## Trecho selecionado

Maria nos faz compreender que a misericórdia, longe de ser contrária à justiça, como o é a injustiça, une-se a ela superando-a, sobretudo no perdão, porque perdoar é dar mais do que aquilo que é devido, eximindo uma ofensa5.

Compreenderemos agora que toda obra de justiça divina supõe uma obra de misericórdia ou de bondade totalmente gratuita 6. Se é possível dizer que Deus deve algo à sua criatura, é em virtude de um dom precedente puramente gratuito; se deve recompensar nossos méritos, é porque primeiro nos deu a graça para merecer, e se castiga, é depois de ter-nos dado um auxílio que tornaria realmente possível o cumprimento de seus preceitos, pois Ele não manda jamais o impossível.

## Dados coletados
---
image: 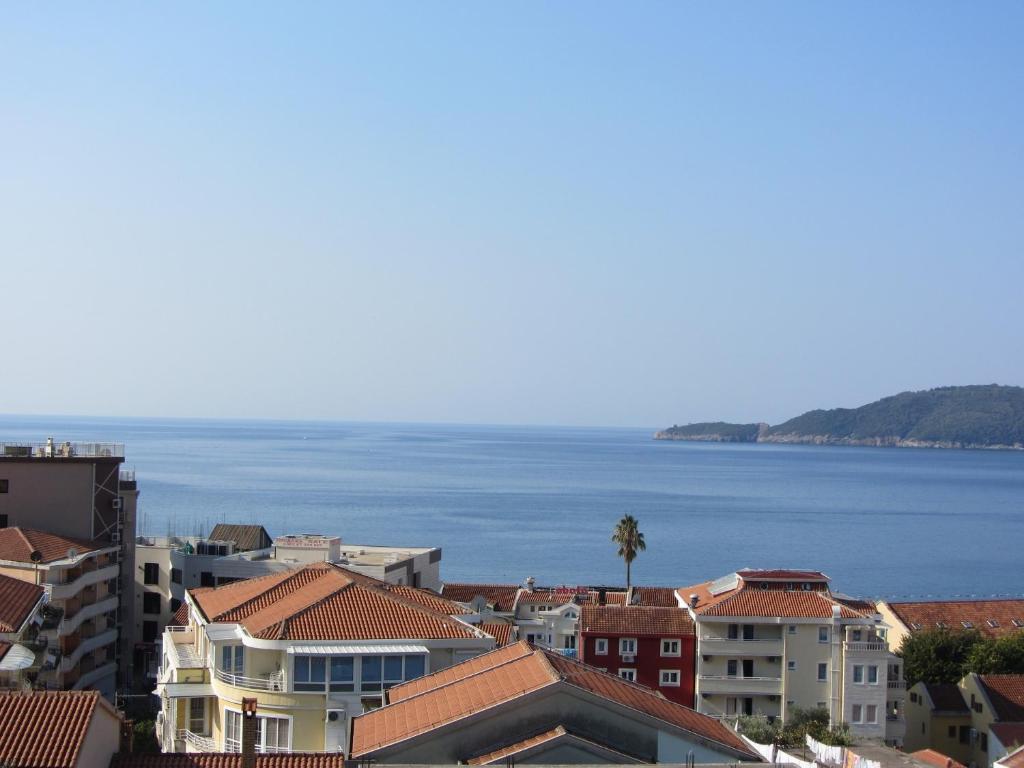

## Exercícios
1. Repita o trecho sobre misericórdia e justiça, começando em "Maria nos faz" e seguindo até "eximindo uma ofensa5.", sem mudar nada.
2. De acordo com o trecho sobre misericórdia e justiça, o que é perdoar?
3. Retome o trecho sobre misericórdia e justiça e continue o texto depois da última frase.

## Respostas escritas
1.
Maria nos faz compreender que a misericórdia, longe de ser contrária à justiça, como o é a injustiça, une-se a ela superando-a, sobretudo no perdão, porque perdoar é dar mais do que aquilo que é devido, eximindo uma ofensa5.

2. Perdoar é dar mais do que aquilo que é devido, eximindo uma ofensa.

3.
A Santíssima Virgem nos faz entender que Deus, por pura misericórdia, dá-nos freqüentemente mais do que o necessário, mais do que nos deve dar em justiça; ela nos mostra que Deus nos dá também freqüentemente além de nossos méritos, como, por exemplo, a graça da comunhão que não é merecida.

Ela também nos ajuda a entender que a misericórdia une-se à justiça nas penas desta vida, que são como um remédio para curar-nos, corrigir-nos e conduzir-nos ao bem.

Ensina-nos, finalmente, que muitas vezes a misericórdia compensa a desigualdade das condições naturais pelas graças concedidas, como o dizem as bem-aventuranças evangélicas com relação aos pobres, aos que são mansos e doces, aos que choram, aos que têm fome e sede de justiça, aos misericordiosos, aos puros de coração, aos pacíficos e aos que sofrem perseguição pela justiça.

  1. 1. Iª, q. 21, a. 3; IIª IIae, q. 30, a. 4.
  2. 2. Deus qui maxime parcendo et miserendo, potentiam tuam manifestas”..
  3. 3. Isso é o que demonstra santo tomás, Iª IIae, q. 113, a. 9..
  4. 4. Tg 2, 13..
  5. 5. Cf. santo tomás, Iª, q. 21, a. 3, ad 2..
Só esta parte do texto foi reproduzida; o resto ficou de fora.